(Instruction A)
Please answer these questions from the passage on yogis, one line each:
(i) What is the course of preparation for Gñánam called?
(ii) From what root does the word yogi come, and what does that root mean?
(iii) What did the man who had been acting as Guru say to the friends of the Rajah of Tanjore's son?
(Instruction B)
Tally the lines of the listing that contain the string "below", with case counting. Give only the number.

(Supplied text)
There are apparently isolated cases in which individuals attain to Gñánam through their own spontaneous development, and without instruction from a Guru, but these are rare. As a rule every man who is received into the body of Adepts receives his initiation through another Adept who himself received it from a fore-runner, and the whole constitutes a kind of church or brotherhood with genealogical branches so to speak—the line of adepts from which a man descends being imparted to him on his admission into the fraternity. I need not say that this resembles the methods of the ancient mysteries and initiations of classic times; and indeed the Indian teachers claim that the Greek and Egyptian and other Western schools of arcane lore were merely branches, more or less degenerate, of their own.

The course of preparation for Gñánam is called yogam, and the person who is going through this stage is called a yogi—from the root yog, to join—one who is seeking junction with the universal spirit. Yogis are common all over India, and exist among all classes and in various forms. Some emaciate themselves and torture their bodies, others seek only control over their minds, some retire into the jungles and mountains, others frequent the cities and exhibit themselves in the crowded fairs, others again carry on the avocations of daily life with but little change of outward habit. Some are humbugs, led on by vanity or greed of gain (for to give to a holy man is highly meritorious); others are genuine students or philosophers; some are profoundly imbued with the religious sense, others by mere distaste for the world. The majority probably take to a wandering life of the body, some become wandering in mind; a great many attain to phases of clairvoyance and abnormal power of some kind or other, and a very few become adepts of a high order.

Anyhow the matter cannot be understood unless it is realised that this sort of religious retirement is thoroughly accepted and acknowledged all over India, and excites no surprise or special remark. Only some five or six years ago the son of the late Rajah of Tanjore—a man of some forty or fifty years of age, and of course the chief native personage in that part of India—made up his mind to become a devotee. He one day told his friends he was going on a railway journey, sent off his servants and carriages from the palace to the station, saying he would follow, gave them the slip, and has never been heard of since! His friends went to the man who was known to have been acting as his Guru, who simply told them, “You will never find him.” Supposing the G.O.M. or the Prince of Wales were to retire like this—how odd it would seem!

(Excerpted records)
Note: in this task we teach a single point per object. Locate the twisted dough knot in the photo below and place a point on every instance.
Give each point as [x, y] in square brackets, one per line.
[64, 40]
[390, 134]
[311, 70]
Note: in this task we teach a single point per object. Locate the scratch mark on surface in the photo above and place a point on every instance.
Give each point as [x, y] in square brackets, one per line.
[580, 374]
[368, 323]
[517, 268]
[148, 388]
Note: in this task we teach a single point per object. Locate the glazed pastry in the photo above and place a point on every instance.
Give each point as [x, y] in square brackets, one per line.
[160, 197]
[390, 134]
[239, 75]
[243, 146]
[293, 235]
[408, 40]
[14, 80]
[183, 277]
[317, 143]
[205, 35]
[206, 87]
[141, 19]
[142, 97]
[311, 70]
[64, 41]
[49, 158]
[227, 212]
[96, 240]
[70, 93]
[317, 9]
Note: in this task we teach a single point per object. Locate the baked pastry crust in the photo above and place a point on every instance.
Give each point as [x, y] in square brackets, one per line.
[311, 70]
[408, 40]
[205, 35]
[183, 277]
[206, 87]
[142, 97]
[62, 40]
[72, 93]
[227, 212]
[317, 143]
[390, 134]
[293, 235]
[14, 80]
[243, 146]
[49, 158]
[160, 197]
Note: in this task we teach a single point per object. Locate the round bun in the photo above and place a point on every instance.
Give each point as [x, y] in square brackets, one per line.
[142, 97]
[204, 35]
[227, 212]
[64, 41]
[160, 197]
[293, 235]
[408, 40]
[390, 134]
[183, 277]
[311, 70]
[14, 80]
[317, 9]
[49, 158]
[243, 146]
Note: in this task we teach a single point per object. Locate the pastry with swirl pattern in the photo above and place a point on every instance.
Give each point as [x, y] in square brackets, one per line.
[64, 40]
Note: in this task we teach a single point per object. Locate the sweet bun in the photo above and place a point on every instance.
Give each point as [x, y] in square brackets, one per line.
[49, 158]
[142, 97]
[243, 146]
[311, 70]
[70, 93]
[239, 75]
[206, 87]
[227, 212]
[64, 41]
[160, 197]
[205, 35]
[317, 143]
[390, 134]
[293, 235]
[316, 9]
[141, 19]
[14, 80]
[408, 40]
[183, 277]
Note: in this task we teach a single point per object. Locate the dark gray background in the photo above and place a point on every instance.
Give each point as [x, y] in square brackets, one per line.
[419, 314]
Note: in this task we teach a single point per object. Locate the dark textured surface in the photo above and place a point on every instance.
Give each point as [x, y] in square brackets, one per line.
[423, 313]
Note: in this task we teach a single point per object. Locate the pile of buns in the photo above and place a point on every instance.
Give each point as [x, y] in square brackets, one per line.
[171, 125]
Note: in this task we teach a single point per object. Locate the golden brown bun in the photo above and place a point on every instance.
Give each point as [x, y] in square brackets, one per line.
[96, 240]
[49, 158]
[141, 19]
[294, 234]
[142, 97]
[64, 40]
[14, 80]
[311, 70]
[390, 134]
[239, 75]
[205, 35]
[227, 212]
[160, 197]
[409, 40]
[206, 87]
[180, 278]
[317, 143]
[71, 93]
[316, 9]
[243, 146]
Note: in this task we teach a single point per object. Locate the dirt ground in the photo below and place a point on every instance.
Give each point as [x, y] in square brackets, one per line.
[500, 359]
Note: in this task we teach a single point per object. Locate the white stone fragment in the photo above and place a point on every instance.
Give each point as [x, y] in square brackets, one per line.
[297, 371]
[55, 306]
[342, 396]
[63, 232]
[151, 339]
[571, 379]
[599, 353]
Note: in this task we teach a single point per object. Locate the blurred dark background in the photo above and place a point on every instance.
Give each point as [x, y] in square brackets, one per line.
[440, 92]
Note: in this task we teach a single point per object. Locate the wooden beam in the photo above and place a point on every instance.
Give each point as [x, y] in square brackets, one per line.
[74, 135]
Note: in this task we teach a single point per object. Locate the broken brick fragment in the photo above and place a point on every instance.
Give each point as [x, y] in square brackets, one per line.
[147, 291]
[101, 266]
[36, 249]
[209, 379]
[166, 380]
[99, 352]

(Task output A)
(i) Yogam.
(ii) The root yog, meaning to join.
(iii) "You will never find him."

(Task output B)
2